▶ _Required work_
Rescale the items below, from the line containing "Target: yellow marking on petal" through the end of the items, inclusive, and write out only those lines again, requests included, with every x, y coordinate in the answers multiplied by 1.8 and rounded to a whole number, halves up. Leave the pictures out.

▶ _Given data_

============================================================

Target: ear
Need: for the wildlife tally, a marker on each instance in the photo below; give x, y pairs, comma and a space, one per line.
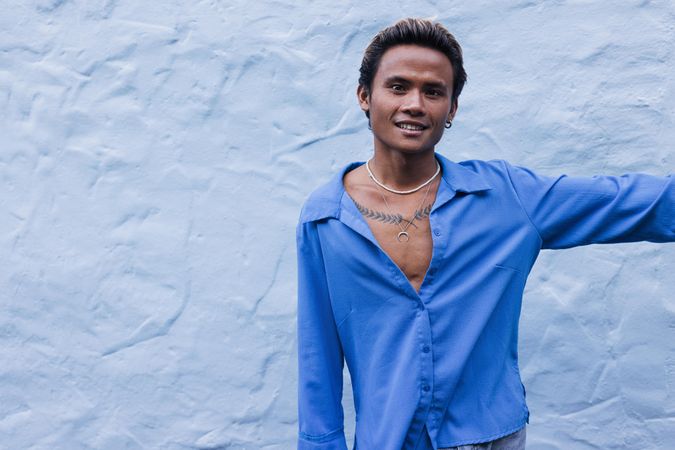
453, 110
363, 97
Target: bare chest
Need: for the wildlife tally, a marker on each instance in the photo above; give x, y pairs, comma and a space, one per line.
410, 252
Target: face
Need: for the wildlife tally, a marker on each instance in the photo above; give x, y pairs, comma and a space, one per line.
410, 99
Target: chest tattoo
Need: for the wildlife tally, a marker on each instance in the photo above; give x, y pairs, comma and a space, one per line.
394, 219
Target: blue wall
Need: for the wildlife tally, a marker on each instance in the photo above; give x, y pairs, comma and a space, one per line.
154, 157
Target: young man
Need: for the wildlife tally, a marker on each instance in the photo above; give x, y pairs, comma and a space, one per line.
412, 267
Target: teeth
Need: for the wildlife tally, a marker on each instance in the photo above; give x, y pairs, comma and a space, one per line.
407, 126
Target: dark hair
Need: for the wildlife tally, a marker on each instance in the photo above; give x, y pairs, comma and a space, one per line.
419, 32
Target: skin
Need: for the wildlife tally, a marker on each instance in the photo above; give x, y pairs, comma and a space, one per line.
412, 85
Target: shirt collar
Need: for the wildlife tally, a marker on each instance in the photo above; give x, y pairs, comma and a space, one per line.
325, 201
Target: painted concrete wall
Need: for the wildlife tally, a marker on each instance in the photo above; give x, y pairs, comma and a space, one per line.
153, 160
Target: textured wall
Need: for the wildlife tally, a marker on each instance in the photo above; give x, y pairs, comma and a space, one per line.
154, 157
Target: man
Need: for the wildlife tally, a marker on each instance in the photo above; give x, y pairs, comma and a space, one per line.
412, 267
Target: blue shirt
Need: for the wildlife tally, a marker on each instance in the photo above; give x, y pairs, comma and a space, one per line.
439, 368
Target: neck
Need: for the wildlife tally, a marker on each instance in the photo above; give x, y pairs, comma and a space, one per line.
403, 171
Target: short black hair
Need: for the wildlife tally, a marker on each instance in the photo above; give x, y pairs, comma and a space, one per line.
420, 32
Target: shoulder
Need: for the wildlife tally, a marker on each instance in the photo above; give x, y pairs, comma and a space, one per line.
324, 201
475, 174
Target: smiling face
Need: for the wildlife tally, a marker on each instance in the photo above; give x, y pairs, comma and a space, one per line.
410, 99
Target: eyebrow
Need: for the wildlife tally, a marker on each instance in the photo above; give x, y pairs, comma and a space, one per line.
402, 80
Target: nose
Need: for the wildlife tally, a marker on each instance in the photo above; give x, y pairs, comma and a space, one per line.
414, 103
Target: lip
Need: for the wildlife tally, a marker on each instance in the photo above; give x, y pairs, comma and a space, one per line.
408, 132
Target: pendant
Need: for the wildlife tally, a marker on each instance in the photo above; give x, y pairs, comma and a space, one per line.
403, 237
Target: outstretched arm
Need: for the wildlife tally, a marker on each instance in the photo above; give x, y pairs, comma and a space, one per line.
573, 211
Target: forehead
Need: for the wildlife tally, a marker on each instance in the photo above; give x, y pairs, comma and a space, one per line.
414, 61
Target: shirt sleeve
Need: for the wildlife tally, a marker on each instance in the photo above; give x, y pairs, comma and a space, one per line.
573, 211
320, 355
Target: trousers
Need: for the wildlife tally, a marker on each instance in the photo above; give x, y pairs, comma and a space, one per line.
513, 441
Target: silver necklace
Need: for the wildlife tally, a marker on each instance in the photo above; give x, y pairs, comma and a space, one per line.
403, 236
410, 191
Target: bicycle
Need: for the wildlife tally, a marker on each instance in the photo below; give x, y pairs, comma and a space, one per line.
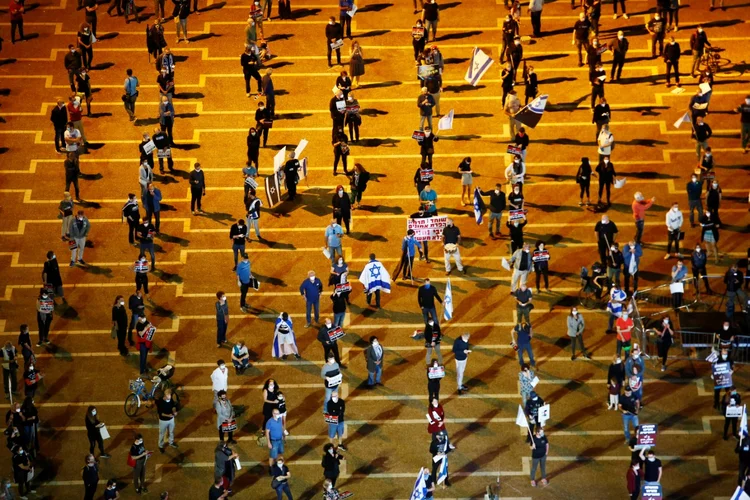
140, 396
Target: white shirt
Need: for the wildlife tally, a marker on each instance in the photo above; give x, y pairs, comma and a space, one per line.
219, 379
72, 134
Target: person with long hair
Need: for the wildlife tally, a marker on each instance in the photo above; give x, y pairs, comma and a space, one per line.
93, 431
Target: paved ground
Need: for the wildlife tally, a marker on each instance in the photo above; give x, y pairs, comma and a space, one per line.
386, 432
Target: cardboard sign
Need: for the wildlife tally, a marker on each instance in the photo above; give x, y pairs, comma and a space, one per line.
427, 229
646, 436
427, 70
331, 419
538, 256
651, 492
335, 334
149, 332
426, 175
337, 44
733, 411
722, 375
516, 215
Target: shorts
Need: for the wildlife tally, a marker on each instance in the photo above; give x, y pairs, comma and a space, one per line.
333, 429
277, 448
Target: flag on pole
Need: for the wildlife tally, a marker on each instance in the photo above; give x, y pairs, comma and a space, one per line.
479, 207
420, 487
448, 301
683, 119
521, 418
446, 122
530, 114
480, 63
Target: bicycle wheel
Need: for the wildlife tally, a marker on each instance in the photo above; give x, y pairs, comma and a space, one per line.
131, 405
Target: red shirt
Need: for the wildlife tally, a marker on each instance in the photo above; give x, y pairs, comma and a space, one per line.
16, 11
624, 326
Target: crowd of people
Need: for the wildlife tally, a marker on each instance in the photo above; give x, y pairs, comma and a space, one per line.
626, 373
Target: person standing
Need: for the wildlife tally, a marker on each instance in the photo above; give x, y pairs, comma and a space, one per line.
334, 33
374, 356
120, 323
674, 222
632, 253
539, 450
138, 456
639, 207
79, 231
238, 235
167, 409
197, 188
698, 42
743, 109
431, 17
576, 325
426, 295
59, 119
311, 289
461, 353
672, 60
131, 87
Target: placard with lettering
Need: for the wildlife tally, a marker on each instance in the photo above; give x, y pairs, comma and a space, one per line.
722, 375
516, 215
335, 334
651, 492
428, 228
646, 436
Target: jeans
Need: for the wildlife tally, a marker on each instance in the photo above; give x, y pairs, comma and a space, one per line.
338, 319
436, 351
166, 427
639, 224
456, 256
627, 419
374, 377
428, 312
221, 331
309, 307
528, 350
77, 254
542, 462
460, 367
237, 248
497, 218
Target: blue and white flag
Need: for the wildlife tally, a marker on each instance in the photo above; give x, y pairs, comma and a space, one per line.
420, 487
448, 302
375, 277
480, 63
479, 207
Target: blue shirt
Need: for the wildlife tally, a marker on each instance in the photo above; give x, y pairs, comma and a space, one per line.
275, 429
243, 272
333, 235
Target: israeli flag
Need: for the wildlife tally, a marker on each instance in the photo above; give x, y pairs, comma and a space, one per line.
420, 487
448, 302
480, 63
478, 206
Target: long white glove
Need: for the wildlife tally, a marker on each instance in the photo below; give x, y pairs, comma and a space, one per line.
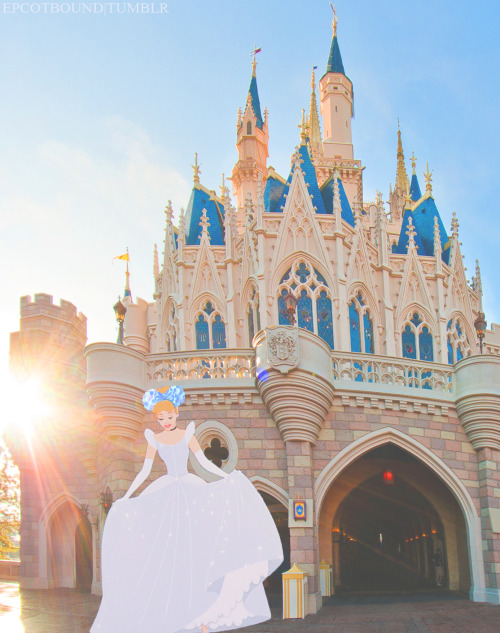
208, 465
141, 477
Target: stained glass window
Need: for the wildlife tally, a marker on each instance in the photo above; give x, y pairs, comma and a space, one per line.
202, 340
324, 318
251, 332
409, 347
425, 344
354, 328
218, 333
304, 311
368, 326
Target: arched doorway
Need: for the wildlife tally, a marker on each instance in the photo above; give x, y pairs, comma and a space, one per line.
83, 555
61, 545
279, 512
440, 501
386, 533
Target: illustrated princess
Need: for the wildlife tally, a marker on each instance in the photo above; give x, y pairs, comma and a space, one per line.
185, 555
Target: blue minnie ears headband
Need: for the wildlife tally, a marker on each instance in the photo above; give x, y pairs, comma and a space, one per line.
175, 395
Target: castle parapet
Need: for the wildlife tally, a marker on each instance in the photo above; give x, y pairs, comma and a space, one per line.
115, 385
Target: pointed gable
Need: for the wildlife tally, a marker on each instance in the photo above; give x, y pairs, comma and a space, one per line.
327, 195
423, 219
402, 245
310, 179
201, 198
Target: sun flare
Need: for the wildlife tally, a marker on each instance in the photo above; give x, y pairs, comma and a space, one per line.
25, 406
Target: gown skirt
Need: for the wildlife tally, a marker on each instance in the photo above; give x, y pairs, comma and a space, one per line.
187, 553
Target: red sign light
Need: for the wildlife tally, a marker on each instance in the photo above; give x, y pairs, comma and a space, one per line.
388, 477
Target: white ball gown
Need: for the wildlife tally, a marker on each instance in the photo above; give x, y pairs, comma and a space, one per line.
186, 553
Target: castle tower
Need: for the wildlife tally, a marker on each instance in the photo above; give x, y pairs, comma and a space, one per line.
252, 139
336, 96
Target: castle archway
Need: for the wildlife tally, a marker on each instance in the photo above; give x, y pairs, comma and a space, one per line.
83, 555
276, 501
371, 529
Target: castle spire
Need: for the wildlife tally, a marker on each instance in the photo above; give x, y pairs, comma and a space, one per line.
402, 182
336, 102
253, 93
314, 127
127, 292
335, 64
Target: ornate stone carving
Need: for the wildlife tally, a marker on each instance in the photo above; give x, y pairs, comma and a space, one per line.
283, 349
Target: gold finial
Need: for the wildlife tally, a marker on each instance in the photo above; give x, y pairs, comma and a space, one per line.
224, 191
303, 128
254, 62
413, 159
196, 169
335, 20
408, 200
428, 179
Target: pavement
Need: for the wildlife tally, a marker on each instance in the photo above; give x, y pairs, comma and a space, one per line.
439, 611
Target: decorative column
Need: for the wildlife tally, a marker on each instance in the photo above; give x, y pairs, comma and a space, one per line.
478, 407
294, 378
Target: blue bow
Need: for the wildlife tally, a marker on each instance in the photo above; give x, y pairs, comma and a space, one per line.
175, 395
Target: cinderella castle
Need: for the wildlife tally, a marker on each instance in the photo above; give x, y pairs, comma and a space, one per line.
330, 347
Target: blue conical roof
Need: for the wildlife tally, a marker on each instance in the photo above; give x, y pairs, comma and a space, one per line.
335, 64
200, 199
415, 188
423, 222
311, 180
254, 99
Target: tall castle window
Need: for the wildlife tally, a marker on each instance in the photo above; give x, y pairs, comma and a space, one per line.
210, 329
416, 330
314, 304
253, 316
457, 341
361, 326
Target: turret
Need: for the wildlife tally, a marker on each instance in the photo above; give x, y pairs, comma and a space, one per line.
252, 139
336, 95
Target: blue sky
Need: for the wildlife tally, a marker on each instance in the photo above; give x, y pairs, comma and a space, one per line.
100, 117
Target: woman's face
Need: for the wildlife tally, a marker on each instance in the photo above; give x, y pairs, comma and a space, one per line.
167, 419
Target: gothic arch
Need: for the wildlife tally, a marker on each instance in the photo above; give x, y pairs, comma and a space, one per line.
265, 485
201, 300
359, 286
377, 438
407, 313
44, 523
307, 258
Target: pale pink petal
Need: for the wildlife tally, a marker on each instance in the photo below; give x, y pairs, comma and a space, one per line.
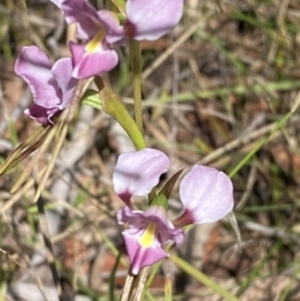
207, 194
136, 173
38, 113
142, 257
62, 71
91, 64
150, 20
137, 223
78, 10
114, 31
58, 3
34, 67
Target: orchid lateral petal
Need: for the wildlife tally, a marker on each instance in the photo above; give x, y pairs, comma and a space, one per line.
145, 235
91, 64
207, 195
34, 67
78, 11
149, 20
62, 71
137, 172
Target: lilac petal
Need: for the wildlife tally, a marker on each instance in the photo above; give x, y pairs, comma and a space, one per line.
78, 11
137, 172
62, 71
58, 3
154, 214
39, 114
114, 31
34, 67
141, 257
91, 64
150, 20
143, 246
207, 195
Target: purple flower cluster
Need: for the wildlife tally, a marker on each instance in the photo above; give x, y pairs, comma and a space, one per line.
206, 194
98, 31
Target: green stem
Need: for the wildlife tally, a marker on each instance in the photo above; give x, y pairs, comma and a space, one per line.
136, 59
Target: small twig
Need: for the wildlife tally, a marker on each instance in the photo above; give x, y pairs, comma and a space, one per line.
49, 249
26, 271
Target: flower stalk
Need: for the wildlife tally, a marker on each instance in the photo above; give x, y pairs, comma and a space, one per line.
136, 61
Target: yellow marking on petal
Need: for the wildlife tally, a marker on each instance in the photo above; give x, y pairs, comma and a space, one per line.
147, 239
95, 43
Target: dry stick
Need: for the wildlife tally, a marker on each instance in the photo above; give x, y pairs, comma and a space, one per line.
49, 249
26, 271
170, 50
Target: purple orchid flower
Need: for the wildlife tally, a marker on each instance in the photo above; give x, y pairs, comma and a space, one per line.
149, 20
52, 88
206, 193
101, 29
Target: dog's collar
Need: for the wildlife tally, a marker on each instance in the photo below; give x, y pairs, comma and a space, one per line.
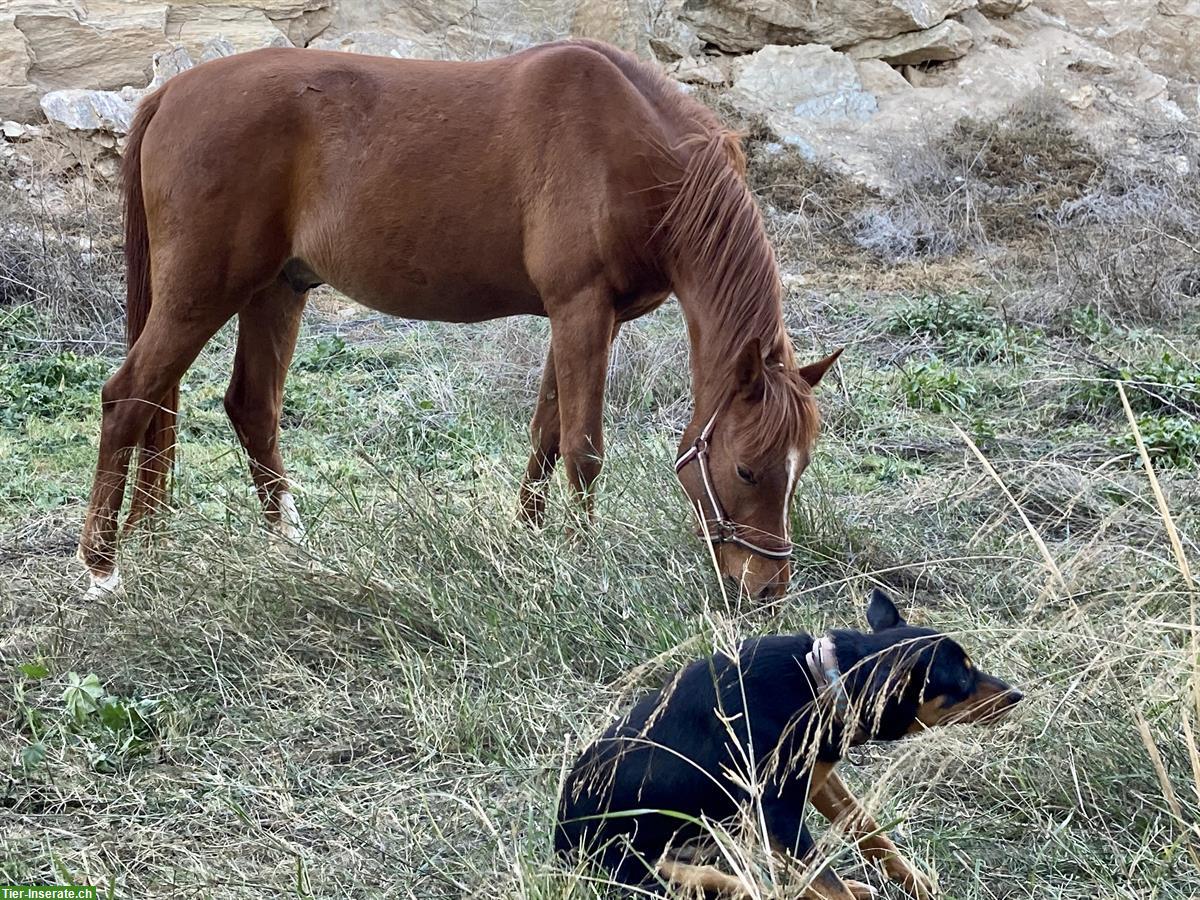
822, 663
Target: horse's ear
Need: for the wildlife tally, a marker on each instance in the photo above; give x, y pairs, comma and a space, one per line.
882, 612
748, 371
814, 372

============================================================

▶ _Task response_
Target: yellow marking on petal
Need: for the wildlife tally, a marker on each instance in the photo above; give x, y pairs, comma and a space, one per line.
265, 430
171, 77
Target: dry stick
Need: for the wildlife tally, a marker on each instance in the photo above; give x, y pairs, comma and a space, one per line.
88, 448
47, 488
306, 90
Target: purple orchid flower
Need: for the wildlife tally, a marker on each instance in the photo above; give x, y pairs, comma and a space, one per line.
268, 36
94, 158
371, 347
182, 52
Target: dog's collar
Need: for the wildlife tally, a marker on each instance in the photo below; give x, y pairs, comma and a space, one per line.
1480, 1193
Target: horse's ear
Need: for the wildlife tally, a marker on each instance in the photo above; give x, y pairs, comma and a space, one per line.
1588, 1102
1346, 668
1465, 670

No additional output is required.